INPUT RECORDS Block Start

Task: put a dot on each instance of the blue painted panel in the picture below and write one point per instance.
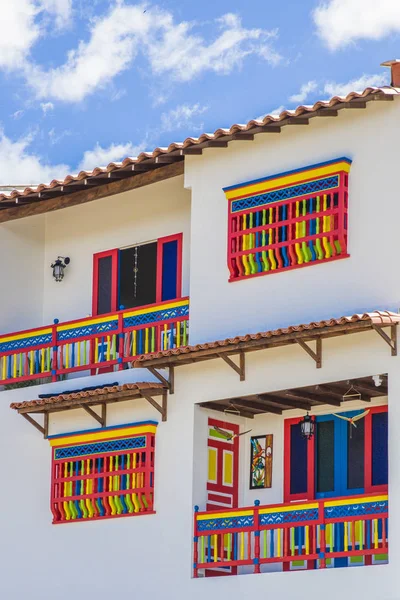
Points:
(169, 270)
(379, 448)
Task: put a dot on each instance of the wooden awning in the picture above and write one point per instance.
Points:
(87, 398)
(305, 398)
(308, 336)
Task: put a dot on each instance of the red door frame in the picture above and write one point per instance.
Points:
(160, 252)
(114, 280)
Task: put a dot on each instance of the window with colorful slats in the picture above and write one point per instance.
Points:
(104, 473)
(289, 220)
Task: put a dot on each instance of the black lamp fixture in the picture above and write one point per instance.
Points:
(307, 426)
(58, 267)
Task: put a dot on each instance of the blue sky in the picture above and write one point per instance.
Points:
(86, 82)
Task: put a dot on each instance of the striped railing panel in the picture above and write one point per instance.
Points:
(314, 533)
(112, 340)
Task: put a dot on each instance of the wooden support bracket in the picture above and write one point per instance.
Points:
(169, 383)
(241, 369)
(99, 418)
(44, 430)
(317, 355)
(162, 409)
(390, 340)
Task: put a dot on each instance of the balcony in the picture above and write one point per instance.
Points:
(332, 532)
(110, 342)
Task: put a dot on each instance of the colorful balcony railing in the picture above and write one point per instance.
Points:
(316, 533)
(112, 340)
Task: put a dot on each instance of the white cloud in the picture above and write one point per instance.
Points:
(100, 156)
(305, 90)
(181, 117)
(18, 114)
(332, 88)
(55, 137)
(171, 48)
(46, 107)
(341, 22)
(19, 166)
(22, 24)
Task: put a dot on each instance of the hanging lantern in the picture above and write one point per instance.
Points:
(307, 426)
(58, 267)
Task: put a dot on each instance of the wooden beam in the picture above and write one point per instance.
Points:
(355, 104)
(34, 423)
(321, 398)
(390, 340)
(266, 129)
(171, 380)
(240, 370)
(326, 112)
(317, 355)
(215, 144)
(93, 193)
(223, 408)
(93, 414)
(158, 375)
(161, 408)
(253, 345)
(292, 403)
(296, 121)
(243, 136)
(191, 150)
(168, 158)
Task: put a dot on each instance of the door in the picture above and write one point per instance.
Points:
(339, 456)
(222, 477)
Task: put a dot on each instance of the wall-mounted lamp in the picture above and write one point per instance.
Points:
(58, 267)
(307, 427)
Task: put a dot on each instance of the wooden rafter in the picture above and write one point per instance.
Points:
(99, 418)
(162, 408)
(44, 429)
(390, 340)
(305, 398)
(169, 383)
(315, 355)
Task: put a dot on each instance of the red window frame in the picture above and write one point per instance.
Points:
(310, 494)
(160, 253)
(369, 488)
(114, 280)
(115, 272)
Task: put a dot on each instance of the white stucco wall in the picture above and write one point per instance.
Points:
(151, 555)
(21, 273)
(365, 281)
(136, 216)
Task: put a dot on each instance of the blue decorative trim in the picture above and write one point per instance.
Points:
(100, 447)
(156, 316)
(25, 342)
(356, 510)
(109, 428)
(285, 193)
(85, 330)
(294, 516)
(225, 523)
(276, 176)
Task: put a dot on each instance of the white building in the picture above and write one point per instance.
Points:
(141, 424)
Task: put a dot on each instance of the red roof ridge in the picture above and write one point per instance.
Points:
(377, 317)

INPUT RECORDS Block End

**BRIEF**. Repeat the records above exactly, leaving out any pictures they contain.

**PROBLEM SOLUTION**.
Task: put a dot on each instance of the blue painted panel in the picture below and write one point per instance.
Points:
(169, 270)
(379, 448)
Task: put a dot on each instance of the wooden awning in the picture above and write one point per instance.
Points:
(87, 398)
(305, 398)
(308, 336)
Task: put a dot on each instance of the red door frame in the picture above and write one point per instance.
Points:
(160, 252)
(114, 280)
Task: put a dot on each instance of the window with colorful slats in the picture above and write one point per instance.
Points:
(104, 473)
(289, 220)
Task: put a dot on each instance of the black lamp fixture in the picture above and write one point per instance.
Points:
(307, 426)
(58, 267)
Task: put a dot on each instance of the blue sky in the picture above and write one point per instance.
Points:
(86, 82)
Task: put a dot on each instance of the striped railing panel in the picture above and write one point per instance.
Points:
(314, 533)
(112, 340)
Task: put a dot on each instance of the wooden support bracket in the picture above and write one point per instance.
Points:
(169, 383)
(241, 369)
(99, 418)
(44, 430)
(317, 355)
(162, 409)
(390, 340)
Task: put a dot on each instance of the balcony in the picture above and write one point per instance.
Points:
(332, 532)
(110, 342)
Task: put a dot on each instance of the colorful balcony railing in the picture above and write one point per instance.
Points:
(316, 533)
(112, 340)
Task: put a dot on each instance of the white cloud in the picture above and write one point per instance.
Points:
(100, 156)
(305, 90)
(181, 117)
(18, 114)
(332, 88)
(55, 137)
(171, 48)
(46, 107)
(341, 22)
(19, 166)
(22, 24)
Task: put a dot on each instance of the hanging lantern in the picture above and write one point per instance.
Points:
(307, 426)
(58, 267)
Task: put a dot on each instance of the wooden beam in the picture above and write one point per instance.
Points:
(355, 104)
(34, 423)
(321, 398)
(390, 340)
(266, 129)
(171, 380)
(240, 370)
(326, 112)
(317, 355)
(215, 144)
(93, 193)
(223, 408)
(93, 414)
(158, 375)
(161, 408)
(253, 345)
(292, 403)
(296, 121)
(243, 136)
(191, 150)
(168, 158)
Task: put a dot on each instance of the door in the picture above and write one point per instance.
Points:
(339, 456)
(222, 477)
Task: put a dot on each instance of the wall-mounted lamp in the picture above and write one point per instance.
Points:
(58, 267)
(307, 427)
Task: put a dot on each instance of the wooden rafter in the picture above and write one point per instance.
Points:
(99, 418)
(162, 408)
(44, 429)
(390, 340)
(305, 398)
(169, 383)
(315, 355)
Task: put a dot on each instance of the red window frame in the picture above and write one point per instance.
Points:
(310, 494)
(160, 253)
(369, 488)
(114, 280)
(115, 272)
Task: put a dot on each instance of the white stucco wall in the picture above and write one point per instance.
Points:
(151, 555)
(21, 273)
(365, 281)
(136, 216)
Task: put a dot on each instance of the blue decorative trim in the picture above and write one point per instance.
Points:
(100, 447)
(156, 316)
(25, 342)
(356, 510)
(109, 428)
(285, 193)
(85, 330)
(294, 516)
(225, 523)
(276, 176)
Task: put a dot on each instance of the white building in the picture above and write one point per instance.
Points:
(141, 424)
Task: put a dot on each instance of the red roof ridge in the picture above and write one point per instance.
Points:
(377, 317)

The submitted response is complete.